It's pronounced Gohsh, and don't you forget it!

In 7th grade, Ms. Beaverhausen (aka Jen) & her family moved from Ohio to Tennessee, and into my life forever. Today is her mom Geri's birthday, and since she's requested numerous times to be featured here at The House of Jules, I figured today was the perfect day!

In 1984, Jenny's first order of business after settling into our class was to have a slumber party. She invited a few girls, and I was one of them. I distinctly remember her mom standing in the kitchen, talking to Jenny's brother about golf. I introduced myself and she smiled one of those smiles that certain women are born with... the kind that even if you're 12 and in a strange house for the first time, will warm you right up and make you feel at home. I adored her immediately.

GIVEN INFORMATION
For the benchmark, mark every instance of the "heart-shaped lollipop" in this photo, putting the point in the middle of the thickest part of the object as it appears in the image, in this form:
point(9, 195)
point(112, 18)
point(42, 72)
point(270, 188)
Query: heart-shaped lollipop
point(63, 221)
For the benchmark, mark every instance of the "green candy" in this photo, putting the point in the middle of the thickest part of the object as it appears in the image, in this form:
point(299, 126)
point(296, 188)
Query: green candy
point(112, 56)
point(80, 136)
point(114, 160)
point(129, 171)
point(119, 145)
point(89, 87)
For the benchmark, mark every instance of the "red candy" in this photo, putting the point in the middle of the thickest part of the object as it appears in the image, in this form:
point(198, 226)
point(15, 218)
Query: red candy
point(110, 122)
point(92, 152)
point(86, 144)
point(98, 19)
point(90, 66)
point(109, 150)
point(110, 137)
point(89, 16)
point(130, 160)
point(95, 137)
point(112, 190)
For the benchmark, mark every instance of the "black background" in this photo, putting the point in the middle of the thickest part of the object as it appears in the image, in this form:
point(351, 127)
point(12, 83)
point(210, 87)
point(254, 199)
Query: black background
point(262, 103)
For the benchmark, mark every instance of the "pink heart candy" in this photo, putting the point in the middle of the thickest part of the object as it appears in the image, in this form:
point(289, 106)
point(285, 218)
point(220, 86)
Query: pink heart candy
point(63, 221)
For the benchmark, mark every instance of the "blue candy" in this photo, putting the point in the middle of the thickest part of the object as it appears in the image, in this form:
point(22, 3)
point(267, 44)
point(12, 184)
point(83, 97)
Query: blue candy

TASKS TO CARRY OUT
a) In the birthday tribute, rewrite the part that opens with the words containing "It's pronounced Gohsh, and" and closes with "adored her immediately.", swapping "slumber party" for "sleepover".
b) List every name used in the birthday tribute for the girl whose family moved from Ohio to Tennessee.

ANSWERS GIVEN
a)
It's pronounced Gohsh, and don't you forget it!

In 7th grade, Ms. Beaverhausen (aka Jen) & her family moved from Ohio to Tennessee, and into my life forever. Today is her mom Geri's birthday, and since she's requested numerous times to be featured here at The House of Jules, I figured today was the perfect day!

In 1984, Jenny's first order of business after settling into our class was to have a sleepover. She invited a few girls, and I was one of them. I distinctly remember her mom standing in the kitchen, talking to Jenny's brother about golf. I introduced myself and she smiled one of those smiles that certain women are born with... the kind that even if you're 12 and in a strange house for the first time, will warm you right up and make you feel at home. I adored her immediately.

b) Ms. Beaverhausen, Jen, Jenny